Peace I leave with you; my peace I give to you. Not as the world gives do I give to you. Let not your hearts be troubled, neither let them be afraid.
Could the comfort of the Gospel be any clearer? He wants to give you peace unlike any so-called peace that the world can give. Peace treaties can be temporary. World peace is elusive. It’s not going to happen! In the last days there will be wars and rumors of wars. The peace Jesus leaves with you is peace with the Lord. That heavenly peace breaks into human history on Jesus’ Cross and vicarious sacrifice. That peace with God translates into peace between those with whom God has made peace. You are to be at peace with one another and love one another. That is how Christians are to be known. And not by backbiting, gossip, making assumptions, plotting behind another’s back, abuse, neglect, uninformed speculation, or even little snide comments that often ARE overheard.
Jesus gives you peace with God. You have the promise of life eternal, an end to the war humanity has fought with God since the Battle of Eden. Jesus signed the peace treaty with His own blood. That is His testament for you, your inheritance of peace. Therefore, make peace with all around you. Share the peace of Christ. Be of one accord in Christ.

Data drawn from a collection
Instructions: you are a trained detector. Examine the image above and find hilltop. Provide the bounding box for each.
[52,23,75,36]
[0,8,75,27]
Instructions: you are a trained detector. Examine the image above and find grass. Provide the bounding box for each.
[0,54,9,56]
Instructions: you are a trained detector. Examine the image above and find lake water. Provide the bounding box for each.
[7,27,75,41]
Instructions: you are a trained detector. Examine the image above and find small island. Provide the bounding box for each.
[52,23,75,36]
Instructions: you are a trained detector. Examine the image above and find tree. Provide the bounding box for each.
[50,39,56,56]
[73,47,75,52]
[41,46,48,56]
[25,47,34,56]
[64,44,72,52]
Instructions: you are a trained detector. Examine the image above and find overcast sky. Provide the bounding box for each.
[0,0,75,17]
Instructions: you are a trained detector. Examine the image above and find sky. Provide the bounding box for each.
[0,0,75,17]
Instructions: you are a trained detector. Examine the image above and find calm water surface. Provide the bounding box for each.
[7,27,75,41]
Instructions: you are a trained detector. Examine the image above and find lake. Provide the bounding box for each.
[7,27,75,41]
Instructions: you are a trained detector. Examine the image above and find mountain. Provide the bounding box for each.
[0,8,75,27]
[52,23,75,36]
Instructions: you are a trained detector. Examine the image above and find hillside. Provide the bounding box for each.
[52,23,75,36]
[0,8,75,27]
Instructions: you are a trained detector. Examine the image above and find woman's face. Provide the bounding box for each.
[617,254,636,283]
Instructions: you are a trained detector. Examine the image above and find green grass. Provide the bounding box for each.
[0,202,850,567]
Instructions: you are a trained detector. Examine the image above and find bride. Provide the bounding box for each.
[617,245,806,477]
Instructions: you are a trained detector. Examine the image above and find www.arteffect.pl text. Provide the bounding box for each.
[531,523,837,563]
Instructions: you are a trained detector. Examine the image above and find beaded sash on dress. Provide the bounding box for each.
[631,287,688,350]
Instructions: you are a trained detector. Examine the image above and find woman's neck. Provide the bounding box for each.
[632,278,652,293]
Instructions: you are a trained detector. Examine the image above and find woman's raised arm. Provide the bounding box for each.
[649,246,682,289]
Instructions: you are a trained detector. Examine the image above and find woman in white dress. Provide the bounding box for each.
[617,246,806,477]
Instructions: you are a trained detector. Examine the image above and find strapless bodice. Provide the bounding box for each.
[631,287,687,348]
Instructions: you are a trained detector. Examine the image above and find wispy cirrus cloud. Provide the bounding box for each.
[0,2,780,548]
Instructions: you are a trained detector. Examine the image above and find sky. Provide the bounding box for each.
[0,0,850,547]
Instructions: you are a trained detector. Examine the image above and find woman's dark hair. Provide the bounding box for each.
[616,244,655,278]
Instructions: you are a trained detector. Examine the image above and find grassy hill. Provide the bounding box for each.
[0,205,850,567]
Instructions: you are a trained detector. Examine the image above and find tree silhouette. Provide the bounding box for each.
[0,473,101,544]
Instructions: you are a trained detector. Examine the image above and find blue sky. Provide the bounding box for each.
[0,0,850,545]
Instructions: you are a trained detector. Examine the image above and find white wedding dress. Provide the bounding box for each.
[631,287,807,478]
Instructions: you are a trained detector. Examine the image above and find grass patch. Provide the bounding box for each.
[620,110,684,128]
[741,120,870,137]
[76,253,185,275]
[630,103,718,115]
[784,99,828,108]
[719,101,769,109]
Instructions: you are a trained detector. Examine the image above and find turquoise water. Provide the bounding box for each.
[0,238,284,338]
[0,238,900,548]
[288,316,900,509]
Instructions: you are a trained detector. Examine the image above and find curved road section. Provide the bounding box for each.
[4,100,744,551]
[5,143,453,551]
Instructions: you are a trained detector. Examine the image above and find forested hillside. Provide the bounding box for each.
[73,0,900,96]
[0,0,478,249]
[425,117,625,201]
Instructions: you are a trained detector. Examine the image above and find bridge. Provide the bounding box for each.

_Questions on the material:_
• 1. Answer these questions using the sermon on peace:
(a) What will there be in the last days?
(b) How are Christians to be known?
(c) With what did Jesus sign the peace treaty?
• 2. Summarize the sermon on peace in two sentences.
• 3. Carry on the sermon on peace from its final sentence.
The entries have nothing to do with the sermon on peace.

_Exercise results:_
• 1.
(a) Wars and rumors of wars.
(b) By being at peace with one another and loving one another.
(c) With His own blood.

• 2. Jesus gives a peace with God unlike the temporary and elusive peace the world offers, sealing it with His own blood on the Cross and promising eternal life. That peace with God is meant to become peace among people, so Christians are to love one another and share Christ's peace rather than engage in gossip, backbiting, or snide comments.

• 3.
Peace I leave with you; my peace I give to you. Not as the world gives do I give to you. Let not your hearts be troubled, neither let them be afraid.
During the Lent and Easter seasons, we alternated Divine Service on Wednesdays with the service of Compline, Prayer at the Close of the Day. Compline is a bedtime service. Our practice has been to include a sermon at the very beginning, but the basic idea of the service historically and pastorally was to give Gospel comfort to Christians so that they may watch with Christ when awake and when asleep, may rest in peace. Brief readings follow confession and absolution, a psalm, and a hymn. This portion of John 14 is one of those brief, comforting, Gospel readings.
As we enter the long Trinity Season with its green paraments, we will resume alternating Divine Service on Wednesdays with the service of Evening Prayer. Gospel comfort will continue all summer and fall here, especially on Wednesday evenings and Sunday mornings. Some people will search all summer, some all fall, and some their whole life long for something give them the comfort they’ve been avoiding or missing in Christ. In St. Augustine's Confessions (Lib 1,1-2,2.5,5: CSEL 33, 1-5) Augustine shares the truth, "You have made us for yourself, O Lord, and our heart is restless until it rests in you."
Peace I leave with you; my peace I give to you. Not as the world gives do I give to you. Let not your hearts be troubled, neither let them be afraid.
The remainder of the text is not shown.